Direction: In the passage below on physiological arousal, transcribe the part that opens with the words "Figure 4. Physiological" and closes with "and decision phase.".

Text provided:
☆ ☆ ☆
Finally, we analyzed increases in physiological arousal between conditions and tasks as measured by (a) pupil dilation and (b) skin conductance response. A focus was placed on differences in affective responses to our manipulation of EV-difference between conditions, indicating differences in processing. As dependent measures we calculated peak arousal scores, that is, the maximum increase of arousal as measured by pupil dilation and skin conductance from baseline (i.e., measured at fixation cross presentation) in the respective part of the decision process. We thereby conducted analyses separately for the information search phase (i.e., in which the information about the options was presented and sampled) and the decision phase (i.e., in which the decision screen was presented). Due to unsystematic breakdowns of the NEXUS system, we lost parts of the data for several participants, leaving us with 33 (out of the 44) complete sets for the analysis of skin conductance (15 experience, 18 description). Peak arousal scores for pupil dilation and skin conductance response showed a medium correlation [r = 0.34, t(35) = 2.13, p < 0.05; scores aggregated at the task level].

Pupil dilation

For both conditions, we regressed pupil dilation scores on absolute EV-difference (based on objective probabilities and outcomes), controlling for effects of trial order by including trial number as predictor, and differences between subjects by including subject dummies. In the description condition, pupil dilation decreased with increasing EV-difference, which was not the case in the experience condition (Figure 4, left). The effect in the description condition turned out significant both in the information search phase [b = −0.014, t(21) = −3.03, p = 0.006] and the decision phase [b = −0.010, t(21) = −2.11, p = 0.047]. In the experience condition, the effect was not significant [information search phase: b = −0.00097, t(21) = 0.29, p = 0.77; decision phase: b = −0.0029, t(21) = −0.66, p = 0.518]¹¹ which also holds when using experienced (i.e., subjectively sampled) probabilities to calculate EV-difference instead of objective probabilities (both p > 0.25).

FIGURE 4

Figure 4. Physiological arousal. Note. The graphs show predicted peak arousal scores for Pupil Dilation (left panel) and Skin Conductance Response (right panel) with high numbers indicating high arousal. Both scores are differences from baseline measured at presentation of the fixation cross preceding the respective trial. Pupil dilation scores are in millimeters and refer to changes in radius. Graphs are based on a joint analysis over information search phase and decision phase.

Skin conductance response

We regressed skin conductance response scores on absolute EV-difference, controlling for effects of trial order, and differences between subjects by including subject dummies. The results nicely converge with the findings concerning pupil dilation: skin conductance response decreased with increasing EV-difference in the description condition but not (or much less so) in the experience condition (Figure 4, right). EV-difference did not predict arousal for the experience condition, neither in the information search phase nor in the phase in which the decision screen was shown (both p > 0.23). In the description condition, by contrast, we found strong corresponding effects in both the search phase [b = −0.034, t(17) = −2.31, p = 0.034] and the decision phase [b = −0.022, t(17) = −3.04, p = 0.007]. Since the decision phase was exactly identical in both conditions, the difference between conditions indicates that there might be qualitative differences in processing between both conditions that do not only concern trivial differences in information search but also the way in which information is integrated. We will discuss this issue in more detail the Section “Discussion.”
☆ ☆ ☆
Extracted material:
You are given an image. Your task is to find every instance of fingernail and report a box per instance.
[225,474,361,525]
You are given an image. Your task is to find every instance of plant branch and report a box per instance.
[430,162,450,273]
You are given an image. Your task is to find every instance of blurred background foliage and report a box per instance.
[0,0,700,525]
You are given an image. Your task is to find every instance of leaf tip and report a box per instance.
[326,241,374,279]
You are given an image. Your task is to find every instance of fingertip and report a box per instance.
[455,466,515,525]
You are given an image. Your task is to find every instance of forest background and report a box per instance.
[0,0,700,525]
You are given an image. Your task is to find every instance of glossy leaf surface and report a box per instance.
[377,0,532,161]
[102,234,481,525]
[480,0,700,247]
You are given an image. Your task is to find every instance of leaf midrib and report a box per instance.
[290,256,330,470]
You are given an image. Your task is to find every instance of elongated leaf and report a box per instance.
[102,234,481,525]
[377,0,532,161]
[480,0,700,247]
☆ ☆ ☆
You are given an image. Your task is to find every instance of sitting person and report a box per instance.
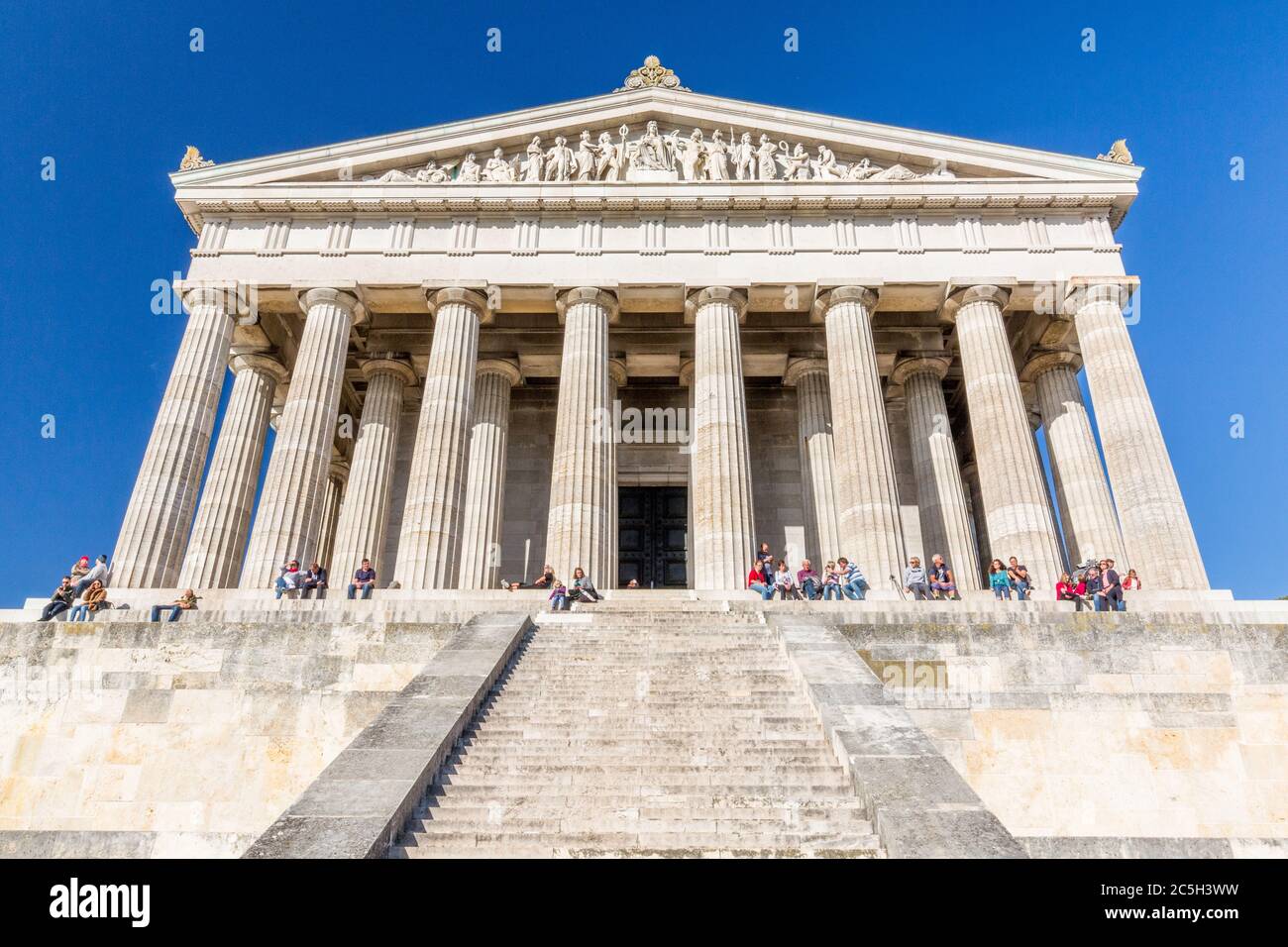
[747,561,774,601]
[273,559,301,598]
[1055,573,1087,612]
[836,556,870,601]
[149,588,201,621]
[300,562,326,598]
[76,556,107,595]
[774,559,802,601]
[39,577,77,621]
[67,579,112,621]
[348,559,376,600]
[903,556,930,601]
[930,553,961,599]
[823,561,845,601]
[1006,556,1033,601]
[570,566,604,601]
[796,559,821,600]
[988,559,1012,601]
☆ ☆ ☆
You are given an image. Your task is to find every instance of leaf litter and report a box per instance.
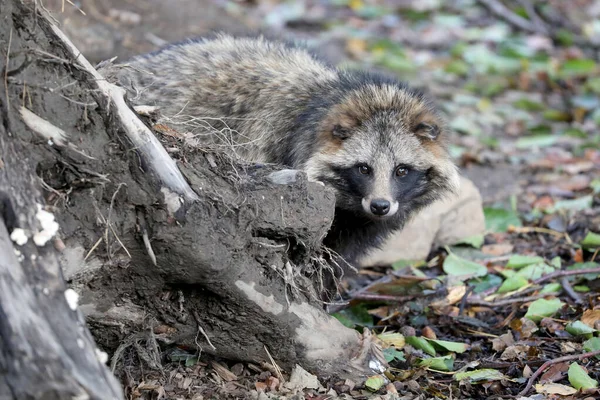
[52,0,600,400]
☆ ☆ ☆
Response for this exercise:
Figure 4. Physiological arousal. Note. The graphs show predicted peak arousal scores for Pupil Dilation (left panel) and Skin Conductance Response (right panel) with high numbers indicating high arousal. Both scores are differences from baseline measured at presentation of the fixation cross preceding the respective trial. Pupil dilation scores are in millimeters and refer to changes in radius. Graphs are based on a joint analysis over information search phase and decision phase.